What you are asked to do: Retype the records below exactly as they appear, but leave out any pictures.
——————————
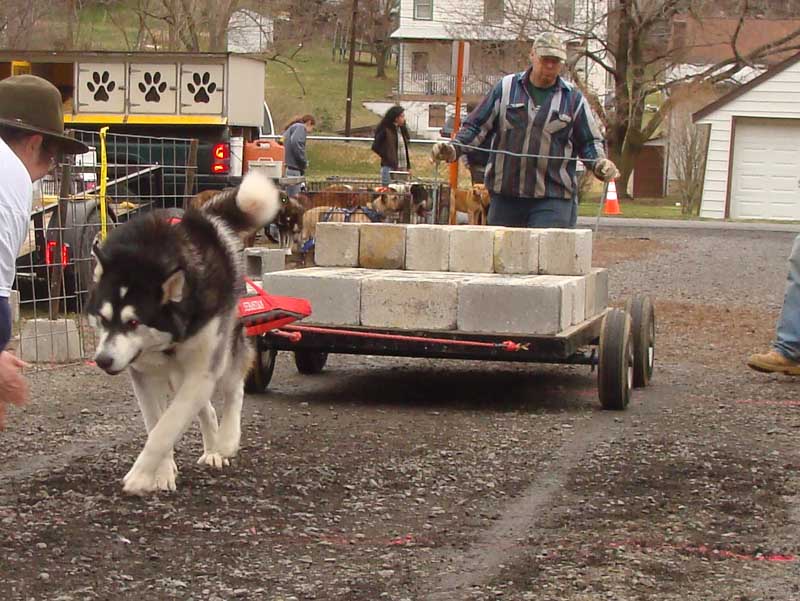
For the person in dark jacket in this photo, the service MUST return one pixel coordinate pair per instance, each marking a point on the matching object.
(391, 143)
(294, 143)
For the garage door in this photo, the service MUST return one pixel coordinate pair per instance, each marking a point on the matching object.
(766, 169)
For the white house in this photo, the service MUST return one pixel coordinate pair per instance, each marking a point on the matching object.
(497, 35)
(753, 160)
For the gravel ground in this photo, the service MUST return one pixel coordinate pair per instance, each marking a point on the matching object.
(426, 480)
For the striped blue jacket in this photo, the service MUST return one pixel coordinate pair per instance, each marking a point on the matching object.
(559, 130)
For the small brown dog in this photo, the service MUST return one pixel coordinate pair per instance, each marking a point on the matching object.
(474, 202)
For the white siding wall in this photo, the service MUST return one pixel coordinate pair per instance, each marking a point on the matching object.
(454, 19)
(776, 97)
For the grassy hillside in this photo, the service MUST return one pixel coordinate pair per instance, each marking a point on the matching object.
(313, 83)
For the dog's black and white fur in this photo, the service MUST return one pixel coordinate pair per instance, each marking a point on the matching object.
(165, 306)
——————————
Response for this exercise:
For the person in dark jacket in this photo, the service MUST return one pixel coordinate pair per instance, each marking a point on the matching object.
(391, 143)
(294, 143)
For the garage door in this photo, the service MUST return one pixel coordinate pair per instance, each marking a point on the matching object.
(766, 169)
For the white house in this photo, the service MUST return one pixel coordinate pair per instance, each marking a point on the matching object.
(497, 35)
(753, 160)
For the gravel ground in this photo, the service MUST return one pixel coordinate pair per instance, each marking a point on the matching object.
(426, 480)
For the striped blue jacket in this photo, the service MUST return one pixel coordinate pair per instance, each marking a point on the matching object.
(559, 130)
For the small brown dog in this photo, the service MUST return one pixel coordinate pair per instance, each marking a point on the matching object.
(474, 202)
For the white siding wall in this photo, the service MUST return one pixel coordinate pair per instance, each marking a point on the matching object.
(454, 19)
(776, 97)
For the grassy hillside in this photo, the service MUST return one pixel coordinate pair per instance, each marking a point on the matching object.
(313, 83)
For the dog's black and white fur in this photo, the service MUST return one pixel coordinate pair per instance, each marking a point on the matching object.
(165, 306)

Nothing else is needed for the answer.